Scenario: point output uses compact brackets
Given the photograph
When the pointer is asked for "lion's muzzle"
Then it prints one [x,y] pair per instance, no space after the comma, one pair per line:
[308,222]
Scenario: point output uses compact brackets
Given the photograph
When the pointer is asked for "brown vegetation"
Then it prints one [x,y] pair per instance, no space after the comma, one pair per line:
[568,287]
...
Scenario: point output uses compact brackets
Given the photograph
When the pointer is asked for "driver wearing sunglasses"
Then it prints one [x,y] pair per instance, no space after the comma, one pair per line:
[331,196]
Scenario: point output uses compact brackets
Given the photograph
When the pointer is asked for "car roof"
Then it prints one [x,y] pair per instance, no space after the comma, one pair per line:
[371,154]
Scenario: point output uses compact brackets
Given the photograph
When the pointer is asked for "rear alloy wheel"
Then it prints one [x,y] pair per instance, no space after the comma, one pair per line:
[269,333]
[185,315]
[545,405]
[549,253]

* [Problem details] Pull out each line above that contains the word "asked".

* [Exercise answer]
When the pointer is asked for "lion's muzzle"
When the pointer is asked for "brown vegetation"
When the pointer is asked for "driver wearing sunglasses"
When the pointer is asked for "car roof"
When the pointer is asked for "rear alloy wheel"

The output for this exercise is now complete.